● **Passage**:
-=-=-
Film Reviews

Review: ‘PTSD: Beyond Trauma’

New doc from White Pine Pictures

Lauren McKeon, writer and author of feature article recounting her history of being sexually assaulted and its consequences—including flashbacks, dissociation, anxiety and other PTSD symptoms. Toronto, Ontario, Canada


PTSD: Beyond Trauma
(Canada, 44 min.)
Dir. Patrick Reed

“Put your head down and keep your feet moving,” is one tip that filmmaker Patrick Reed’s father used to share with his children, as the director notes in his statement for the new White Pines Pictures documentary PTSD: Beyond Trauma. In the film, Reed draws on the experience of seeing his father struggle to keep pace with his own advice following a traumatic bus crash in 2010. Mr. Reed survived and was physically unharmed, but he still carries emotional and psychological wounds from the incident in which four people died.

Reed’s father doesn’t appear in PTSD: Beyond Trauma, but the doc shares the experiences of other survivors living day to day with post-traumatic stress disorder (PTSD). The doc, which airs Thursday on CBC’s The Nature of Things, offers an informative and humanising perspective on moving forward from a tragedy while feeling the daily rub of PTSD.

Host David Suzuki guides several narratives in which survivors tell of the events that changed their lives and share how they’ve dealt with the aftershocks. One couple, Ute Lawrence and Stan Fisher, still undergo treatment for PTSD after witnessing the record 87-car pile-up on the 401 in 1999. They still hear the screams of people trapped within burning cars.

Torontonian Lauren McKeon, on the other hand, carries the effects of surviving a sexual assault from a friend at the age of 16. She still feels the carpet on her skin and the pressure of his body pinning her down to the floor.
-=-=-
● **Record extracts**:
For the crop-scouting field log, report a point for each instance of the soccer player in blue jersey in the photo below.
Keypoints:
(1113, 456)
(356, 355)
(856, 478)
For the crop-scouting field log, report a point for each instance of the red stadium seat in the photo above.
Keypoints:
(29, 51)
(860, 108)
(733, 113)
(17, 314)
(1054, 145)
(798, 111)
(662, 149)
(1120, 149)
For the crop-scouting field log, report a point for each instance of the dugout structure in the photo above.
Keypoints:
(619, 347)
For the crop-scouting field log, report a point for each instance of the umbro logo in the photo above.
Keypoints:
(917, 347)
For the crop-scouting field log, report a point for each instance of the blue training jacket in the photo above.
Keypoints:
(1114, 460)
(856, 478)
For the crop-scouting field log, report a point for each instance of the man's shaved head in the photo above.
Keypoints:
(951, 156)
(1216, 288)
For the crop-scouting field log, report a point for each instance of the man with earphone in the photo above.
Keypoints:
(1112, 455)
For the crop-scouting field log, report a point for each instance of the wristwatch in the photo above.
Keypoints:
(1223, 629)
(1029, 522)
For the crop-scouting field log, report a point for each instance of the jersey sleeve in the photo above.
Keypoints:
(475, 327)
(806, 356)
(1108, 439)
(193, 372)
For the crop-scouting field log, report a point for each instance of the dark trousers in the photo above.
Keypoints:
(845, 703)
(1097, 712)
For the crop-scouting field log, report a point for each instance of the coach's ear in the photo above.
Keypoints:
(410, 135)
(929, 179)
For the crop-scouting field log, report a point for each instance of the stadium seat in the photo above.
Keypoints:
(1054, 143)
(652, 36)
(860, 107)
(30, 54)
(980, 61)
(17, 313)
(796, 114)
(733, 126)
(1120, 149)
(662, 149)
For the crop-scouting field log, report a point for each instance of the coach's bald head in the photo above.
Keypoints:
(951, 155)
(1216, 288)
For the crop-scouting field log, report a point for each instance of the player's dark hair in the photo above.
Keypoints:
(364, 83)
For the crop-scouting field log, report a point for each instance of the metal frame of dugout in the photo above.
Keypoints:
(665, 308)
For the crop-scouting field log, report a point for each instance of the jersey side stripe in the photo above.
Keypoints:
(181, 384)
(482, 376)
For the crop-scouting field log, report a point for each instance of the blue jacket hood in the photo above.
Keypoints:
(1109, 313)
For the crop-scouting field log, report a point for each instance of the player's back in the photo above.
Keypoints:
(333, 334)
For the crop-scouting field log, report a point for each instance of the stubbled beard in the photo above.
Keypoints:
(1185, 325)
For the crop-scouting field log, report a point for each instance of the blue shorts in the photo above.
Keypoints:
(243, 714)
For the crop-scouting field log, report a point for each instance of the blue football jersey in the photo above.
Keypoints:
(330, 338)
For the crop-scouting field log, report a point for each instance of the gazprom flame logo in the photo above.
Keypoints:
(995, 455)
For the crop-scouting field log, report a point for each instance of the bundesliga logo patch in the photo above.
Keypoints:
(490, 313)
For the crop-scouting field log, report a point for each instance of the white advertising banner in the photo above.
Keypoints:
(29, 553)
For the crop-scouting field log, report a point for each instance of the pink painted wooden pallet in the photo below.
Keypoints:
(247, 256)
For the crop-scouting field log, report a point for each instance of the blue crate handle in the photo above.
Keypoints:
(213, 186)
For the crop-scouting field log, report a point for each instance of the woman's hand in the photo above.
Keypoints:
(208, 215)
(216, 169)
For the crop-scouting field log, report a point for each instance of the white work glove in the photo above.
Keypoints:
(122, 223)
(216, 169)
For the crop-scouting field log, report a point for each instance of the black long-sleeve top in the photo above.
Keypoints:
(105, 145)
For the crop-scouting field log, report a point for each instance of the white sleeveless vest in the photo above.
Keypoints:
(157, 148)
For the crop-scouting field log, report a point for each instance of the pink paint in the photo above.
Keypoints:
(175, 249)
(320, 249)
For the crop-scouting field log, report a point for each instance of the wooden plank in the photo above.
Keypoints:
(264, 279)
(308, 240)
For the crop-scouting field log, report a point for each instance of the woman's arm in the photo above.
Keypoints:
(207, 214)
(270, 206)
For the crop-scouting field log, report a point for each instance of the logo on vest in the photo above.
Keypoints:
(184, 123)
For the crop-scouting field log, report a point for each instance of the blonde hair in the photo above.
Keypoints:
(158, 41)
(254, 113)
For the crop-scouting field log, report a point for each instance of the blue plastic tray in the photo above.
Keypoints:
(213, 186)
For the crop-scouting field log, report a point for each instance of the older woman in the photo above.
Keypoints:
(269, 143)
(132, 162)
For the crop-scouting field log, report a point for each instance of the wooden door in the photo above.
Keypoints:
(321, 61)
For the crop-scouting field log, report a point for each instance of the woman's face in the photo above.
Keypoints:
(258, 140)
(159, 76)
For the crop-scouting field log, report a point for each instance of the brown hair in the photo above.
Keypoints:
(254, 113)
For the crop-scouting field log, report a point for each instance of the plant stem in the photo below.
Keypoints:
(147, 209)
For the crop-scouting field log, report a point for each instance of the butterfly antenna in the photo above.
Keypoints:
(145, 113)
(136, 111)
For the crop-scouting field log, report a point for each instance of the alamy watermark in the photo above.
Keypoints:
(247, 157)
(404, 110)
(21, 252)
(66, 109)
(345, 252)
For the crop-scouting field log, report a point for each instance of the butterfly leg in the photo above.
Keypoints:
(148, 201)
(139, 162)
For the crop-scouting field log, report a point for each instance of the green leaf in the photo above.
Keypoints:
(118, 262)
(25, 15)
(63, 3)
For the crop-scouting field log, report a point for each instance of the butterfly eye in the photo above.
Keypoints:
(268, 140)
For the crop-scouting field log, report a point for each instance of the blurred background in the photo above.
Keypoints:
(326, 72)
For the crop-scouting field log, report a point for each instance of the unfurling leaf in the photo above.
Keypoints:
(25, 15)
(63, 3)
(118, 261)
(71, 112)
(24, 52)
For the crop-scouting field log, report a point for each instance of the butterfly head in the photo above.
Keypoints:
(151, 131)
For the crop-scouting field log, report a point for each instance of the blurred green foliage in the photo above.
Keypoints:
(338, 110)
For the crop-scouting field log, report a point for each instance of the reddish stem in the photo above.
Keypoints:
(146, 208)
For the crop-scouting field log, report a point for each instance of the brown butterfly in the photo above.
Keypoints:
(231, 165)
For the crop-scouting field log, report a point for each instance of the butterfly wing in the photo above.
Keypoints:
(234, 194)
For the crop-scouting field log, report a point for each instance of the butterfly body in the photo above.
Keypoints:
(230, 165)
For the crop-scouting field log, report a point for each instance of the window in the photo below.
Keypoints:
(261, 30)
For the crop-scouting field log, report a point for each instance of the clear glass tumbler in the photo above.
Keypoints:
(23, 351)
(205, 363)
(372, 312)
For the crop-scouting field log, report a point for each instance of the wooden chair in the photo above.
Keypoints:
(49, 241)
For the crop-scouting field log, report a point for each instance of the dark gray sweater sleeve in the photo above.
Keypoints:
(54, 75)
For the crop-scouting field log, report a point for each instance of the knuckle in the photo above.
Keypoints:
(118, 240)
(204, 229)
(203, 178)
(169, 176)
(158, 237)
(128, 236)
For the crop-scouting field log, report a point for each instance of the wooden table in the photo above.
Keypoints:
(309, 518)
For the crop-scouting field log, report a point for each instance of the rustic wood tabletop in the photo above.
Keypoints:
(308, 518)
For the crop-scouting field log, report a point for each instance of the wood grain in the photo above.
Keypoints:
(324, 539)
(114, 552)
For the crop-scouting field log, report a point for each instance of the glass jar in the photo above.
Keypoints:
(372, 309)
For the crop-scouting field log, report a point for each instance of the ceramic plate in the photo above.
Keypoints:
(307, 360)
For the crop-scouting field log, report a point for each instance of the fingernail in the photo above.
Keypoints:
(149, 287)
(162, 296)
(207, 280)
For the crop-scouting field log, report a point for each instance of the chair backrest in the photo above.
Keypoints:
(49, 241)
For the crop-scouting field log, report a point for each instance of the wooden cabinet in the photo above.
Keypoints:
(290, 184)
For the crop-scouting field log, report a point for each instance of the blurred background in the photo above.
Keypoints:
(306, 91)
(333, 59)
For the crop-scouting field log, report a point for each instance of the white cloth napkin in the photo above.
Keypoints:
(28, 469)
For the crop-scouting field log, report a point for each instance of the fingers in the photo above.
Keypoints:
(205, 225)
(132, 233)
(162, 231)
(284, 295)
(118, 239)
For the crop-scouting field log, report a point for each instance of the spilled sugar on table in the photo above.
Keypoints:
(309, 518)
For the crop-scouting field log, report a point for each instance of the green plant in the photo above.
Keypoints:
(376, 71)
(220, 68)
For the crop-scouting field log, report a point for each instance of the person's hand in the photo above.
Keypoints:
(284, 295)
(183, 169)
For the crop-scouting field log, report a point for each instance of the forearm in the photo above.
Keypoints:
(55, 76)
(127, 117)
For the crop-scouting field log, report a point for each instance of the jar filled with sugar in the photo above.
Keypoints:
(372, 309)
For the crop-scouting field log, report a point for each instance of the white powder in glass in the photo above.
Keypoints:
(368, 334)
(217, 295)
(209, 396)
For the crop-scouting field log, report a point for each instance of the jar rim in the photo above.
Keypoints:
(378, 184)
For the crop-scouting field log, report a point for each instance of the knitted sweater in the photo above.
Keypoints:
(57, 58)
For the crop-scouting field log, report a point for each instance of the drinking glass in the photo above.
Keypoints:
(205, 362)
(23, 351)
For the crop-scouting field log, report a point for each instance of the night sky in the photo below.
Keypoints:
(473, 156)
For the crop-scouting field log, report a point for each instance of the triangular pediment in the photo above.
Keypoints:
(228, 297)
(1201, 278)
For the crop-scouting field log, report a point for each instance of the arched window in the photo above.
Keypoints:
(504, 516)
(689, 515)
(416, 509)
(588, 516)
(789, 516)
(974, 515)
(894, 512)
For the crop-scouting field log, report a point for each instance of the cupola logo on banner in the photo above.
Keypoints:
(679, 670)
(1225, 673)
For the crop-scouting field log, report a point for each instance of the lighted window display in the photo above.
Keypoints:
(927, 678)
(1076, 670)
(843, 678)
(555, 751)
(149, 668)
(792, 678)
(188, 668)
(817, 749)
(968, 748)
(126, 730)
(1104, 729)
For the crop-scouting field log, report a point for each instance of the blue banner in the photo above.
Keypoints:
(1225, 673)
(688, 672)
-=-=-
● **Problems to solve**:
**1.** In the review, on which program does the documentary air?
**2.** List every person the review names by full name.
**3.** Continue the review of PTSD: Beyond Trauma from where it stops.
The rows play no part in what follows.

● **Answers provided**:
**1.** It airs Thursday on CBC's The Nature of Things.

**2.** Lauren McKeon, Patrick Reed, David Suzuki, Ute Lawrence, Stan Fisher

**3.**
In Chicago, the murder capital of the USA, groups of teens raise their hands in unison as a social worker surveys the room to see who have lost friends or family members to violence. These teens walk in fear, like a solder avoiding a landmine.

Reed connects these stories and others with an objective look at PTSD. The trauma causes profound effects on a person’s psyche. Interviews with doctors explain how trauma alters the mind differently from person to person: a study with Lawrence and Fisher, for instance, triggered opposite reactions to a memory. Whether it’s a car crash, witnessing a horrific crime, or being in close proximity to a loved one with PTSD, these stories show a universal weight to diverse symptoms.

Interviews with doctors and innovators exploring new techniques add a Suzuki-esque approach of forward thinking. The doc outlines the science of the brain that helps doctors and researchers understand the chemistry of PTSD in hopes of finding treatment. Given the complexity of the condition, and the range of symptoms and degrees with which one experiences it, it’s reassuring that studies are ongoing to help balance the dizziness and anxiety of this disease.

In Chicago, though, an alternative remedy encourages teens to engage their minds and bodies to relieve the pain. Using glass-blowing classes, the youths find peace of mind through concentration and careful balance with the nimble glasswork.

These approaches may be different, but they’re routes to the same endpoint. Patrick Reed’s doc offers an informative look at the hurdles researchers undertake to make everyone fully human day by day. More significantly, though, Beyond Trauma provides a humane account of how survivors negotiate the difficulty of living in the present moment when one has PTSD.

PTSD: Beyond Trauma airs tonight on The Nature of Things.